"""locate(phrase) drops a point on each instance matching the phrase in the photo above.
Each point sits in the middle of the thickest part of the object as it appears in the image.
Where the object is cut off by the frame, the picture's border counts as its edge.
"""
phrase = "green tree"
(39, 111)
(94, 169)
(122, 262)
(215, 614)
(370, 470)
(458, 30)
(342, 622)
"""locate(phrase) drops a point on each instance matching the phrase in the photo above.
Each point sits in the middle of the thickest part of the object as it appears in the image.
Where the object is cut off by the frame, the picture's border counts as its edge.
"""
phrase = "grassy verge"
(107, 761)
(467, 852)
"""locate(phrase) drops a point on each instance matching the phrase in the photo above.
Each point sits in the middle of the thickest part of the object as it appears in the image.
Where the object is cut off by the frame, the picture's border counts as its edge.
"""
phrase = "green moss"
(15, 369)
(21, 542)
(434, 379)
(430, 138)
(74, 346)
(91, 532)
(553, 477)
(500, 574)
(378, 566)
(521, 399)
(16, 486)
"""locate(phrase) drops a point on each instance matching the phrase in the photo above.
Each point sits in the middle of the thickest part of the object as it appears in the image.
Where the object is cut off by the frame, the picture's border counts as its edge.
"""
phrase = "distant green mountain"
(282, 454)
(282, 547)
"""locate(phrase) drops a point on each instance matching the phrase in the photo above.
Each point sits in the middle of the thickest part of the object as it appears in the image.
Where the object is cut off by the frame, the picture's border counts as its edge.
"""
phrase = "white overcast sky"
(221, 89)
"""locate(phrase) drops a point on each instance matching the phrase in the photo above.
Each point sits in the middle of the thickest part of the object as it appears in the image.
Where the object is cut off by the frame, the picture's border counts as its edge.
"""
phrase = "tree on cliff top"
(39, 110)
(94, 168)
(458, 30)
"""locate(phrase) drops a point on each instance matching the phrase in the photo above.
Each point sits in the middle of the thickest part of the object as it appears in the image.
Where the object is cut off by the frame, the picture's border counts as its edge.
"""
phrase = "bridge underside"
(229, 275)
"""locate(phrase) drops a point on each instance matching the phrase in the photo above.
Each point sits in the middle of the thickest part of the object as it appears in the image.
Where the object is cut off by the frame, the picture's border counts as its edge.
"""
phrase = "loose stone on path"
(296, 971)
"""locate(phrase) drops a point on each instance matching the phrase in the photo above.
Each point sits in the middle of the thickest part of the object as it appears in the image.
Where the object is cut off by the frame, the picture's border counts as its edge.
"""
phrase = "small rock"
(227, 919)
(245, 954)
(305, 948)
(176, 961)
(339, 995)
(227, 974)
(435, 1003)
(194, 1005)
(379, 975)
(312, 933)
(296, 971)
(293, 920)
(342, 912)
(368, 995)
────────────────────────────────────────
### AIM OF THE TASK:
Please copy each record shown above exactly.

### RESPONSE TO THIS TASK:
"""locate(phrase) drops a point on each instance matching the phrase in the photo above.
Each point sits in the middle of the thickest part of the object as it appears in the image.
Where the object is cut off by the frame, the picture's border counts as its edge.
"""
phrase = "green tree"
(39, 111)
(94, 169)
(122, 262)
(215, 614)
(370, 470)
(458, 30)
(342, 622)
"""locate(phrase) drops a point on each instance matching the phrase in the photo above.
Each point sits in the middle of the thickest part of the object as it appears in the image.
Where the object is cut off by the frame, the picture's border counts as its edge.
"""
phrase = "grassy verge"
(107, 761)
(467, 852)
"""locate(phrase) drops a point on each instance matching the phrase in the photo above.
Each point sits in the middle of the thickest part of the object as it appears in the image.
Where the object is cut off by the frame, the picture's border counts as its edge.
"""
phrase = "green moss"
(15, 369)
(21, 542)
(434, 379)
(430, 138)
(74, 346)
(91, 532)
(553, 477)
(500, 574)
(378, 566)
(521, 399)
(16, 486)
"""locate(phrase) drops a point on each instance matching the phrase in the photo above.
Each point sits in the middle of the thickest part of the object as it appears in the image.
Where the object is cut off by the frame, the picture's border counts as its edge.
"""
phrase = "distant green mountain"
(282, 454)
(282, 547)
"""locate(phrase) drops a point on each instance matching the phrase in the photo above.
Each point sits in the middle of the thickest part of the object as it appears in the image.
Where the object is cut off by the frame, the picture's border counts as its edge.
"""
phrase = "white overcast sky"
(221, 89)
"""locate(phrase) drops a point on each instance matching the phrase in the photo above.
Each point sits in the middle of the thickest part of the object as it appears in the image.
Where the object is cut off by the frame, the picture's border counts as its edge.
"""
phrase = "tree on cliff top"
(39, 110)
(94, 168)
(458, 30)
"""locate(phrase) drops a point on each instance matching the phrase in the photo above.
Each point sits in the middle of the thickest part of the object as it appears in the image.
Where the object is cut off by the frame, the picture's border counts as its edge.
"""
phrase = "bridge underside"
(229, 275)
"""locate(phrase) drops a point on each instance matching the phrase in the photo above.
Each point sits in the middle of the thickest part of the object as it appears in the image.
Where the object is cut off by the frame, the picture's border counts as its edge.
"""
phrase = "loose stone on path"
(296, 971)
"""locate(phrase) drops a point on each instance matching the phrase in the photo above.
Each point sits in the middle of the thickest part of the object as it appears in the image.
Where the object is cut off by the frame, the picture's border counts as its edge.
"""
phrase = "small rock"
(227, 919)
(245, 954)
(305, 948)
(176, 961)
(339, 995)
(227, 974)
(435, 1003)
(194, 1005)
(379, 975)
(312, 933)
(296, 971)
(293, 920)
(342, 912)
(368, 995)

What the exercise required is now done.